What to work on –
Reproduce the records word for word from their first line through the line containing "133], [473, 130]]", including that line, and leave out any pictures.

Items –

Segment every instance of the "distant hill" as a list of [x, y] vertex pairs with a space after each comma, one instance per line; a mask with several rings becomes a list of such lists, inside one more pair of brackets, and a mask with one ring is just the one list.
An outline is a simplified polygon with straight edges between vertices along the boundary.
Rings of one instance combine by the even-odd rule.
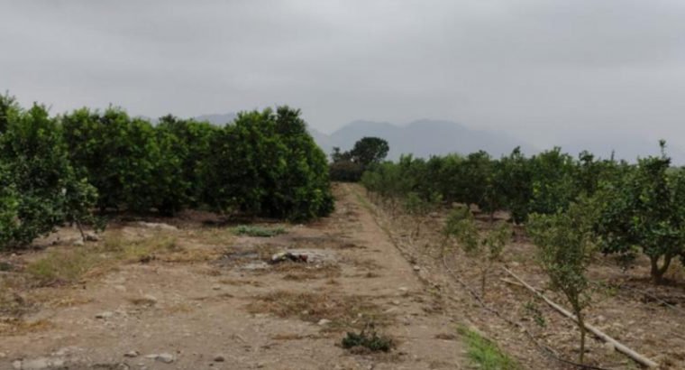
[[451, 121], [422, 119], [406, 125], [387, 122], [354, 121], [330, 135], [310, 130], [312, 136], [326, 153], [333, 146], [349, 150], [364, 136], [378, 136], [388, 141], [388, 159], [397, 160], [400, 154], [412, 153], [429, 157], [450, 153], [470, 153], [484, 150], [495, 157], [508, 154], [516, 146], [524, 153], [536, 152], [532, 145], [503, 133], [473, 130]]
[[[233, 122], [235, 117], [235, 113], [227, 113], [203, 115], [194, 118], [224, 125]], [[635, 162], [637, 157], [659, 155], [658, 143], [651, 143], [644, 138], [622, 137], [618, 134], [608, 140], [592, 135], [567, 137], [559, 143], [535, 147], [502, 132], [475, 130], [456, 122], [444, 120], [421, 119], [408, 125], [358, 120], [345, 125], [331, 134], [312, 127], [309, 127], [309, 133], [326, 155], [333, 152], [333, 146], [346, 151], [352, 149], [354, 143], [364, 136], [381, 137], [390, 145], [388, 154], [388, 159], [390, 160], [397, 160], [403, 153], [427, 158], [451, 153], [468, 154], [479, 150], [484, 150], [493, 157], [498, 158], [500, 155], [510, 153], [516, 146], [520, 146], [527, 155], [553, 146], [561, 146], [565, 153], [572, 156], [588, 150], [598, 157], [608, 158], [613, 151], [616, 159], [628, 162]], [[685, 152], [681, 148], [669, 145], [666, 152], [672, 157], [674, 164], [685, 163]]]
[[226, 113], [225, 115], [202, 115], [193, 118], [197, 121], [206, 121], [212, 125], [224, 125], [229, 122], [233, 122], [236, 116], [235, 113]]

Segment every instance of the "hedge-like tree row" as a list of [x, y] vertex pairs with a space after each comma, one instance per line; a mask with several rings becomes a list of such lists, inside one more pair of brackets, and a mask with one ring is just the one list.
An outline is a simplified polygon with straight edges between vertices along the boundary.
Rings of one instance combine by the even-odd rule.
[[625, 261], [644, 254], [658, 283], [674, 259], [685, 261], [685, 171], [671, 166], [661, 144], [662, 155], [634, 164], [587, 152], [574, 158], [560, 148], [531, 157], [516, 149], [499, 159], [485, 152], [428, 160], [409, 155], [376, 165], [361, 182], [392, 207], [476, 204], [490, 214], [508, 211], [517, 223], [534, 216], [540, 224], [576, 204], [582, 208], [576, 214], [591, 218], [583, 225], [591, 225], [599, 251]]
[[299, 110], [243, 112], [224, 126], [172, 116], [153, 125], [115, 107], [50, 116], [0, 96], [0, 249], [92, 223], [94, 211], [306, 220], [333, 207], [325, 154]]

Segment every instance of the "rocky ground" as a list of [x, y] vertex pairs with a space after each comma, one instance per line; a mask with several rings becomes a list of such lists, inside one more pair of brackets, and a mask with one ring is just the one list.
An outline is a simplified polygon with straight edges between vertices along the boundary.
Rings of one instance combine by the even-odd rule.
[[[464, 328], [518, 368], [575, 368], [560, 361], [578, 356], [574, 324], [501, 268], [563, 303], [544, 290], [521, 230], [489, 273], [481, 304], [469, 291], [480, 270], [440, 235], [447, 210], [416, 217], [357, 185], [334, 192], [335, 212], [306, 225], [187, 212], [120, 219], [85, 245], [65, 228], [36, 250], [0, 254], [0, 369], [478, 368]], [[242, 224], [284, 233], [236, 235]], [[598, 256], [588, 322], [661, 368], [685, 368], [681, 266], [660, 287], [647, 268], [621, 271]], [[342, 347], [361, 330], [395, 347]], [[640, 368], [596, 338], [588, 347], [597, 367]]]
[[[64, 229], [44, 250], [2, 255], [0, 368], [461, 368], [460, 318], [356, 188], [335, 191], [330, 217], [272, 237], [192, 214], [123, 220], [85, 245]], [[363, 328], [397, 347], [342, 347]]]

Written answer –
Segment every instance of the "distant hill" as a list of [x, y] vertex pairs with a space after each comma, one instance per line; a mask with several rings becomes a list of such lists, inside one more pair of brackets, and a mask with one ring is just the one list.
An outline is a simplified polygon with straight edges between vertices along the boundary.
Rings of one instance combine by the even-odd rule.
[[451, 121], [422, 119], [406, 125], [387, 122], [354, 121], [330, 135], [310, 130], [312, 136], [326, 153], [333, 146], [349, 150], [364, 136], [378, 136], [388, 141], [388, 159], [397, 160], [400, 154], [412, 153], [429, 157], [450, 153], [470, 153], [484, 150], [495, 157], [508, 154], [516, 146], [524, 153], [536, 152], [532, 145], [503, 133], [473, 130]]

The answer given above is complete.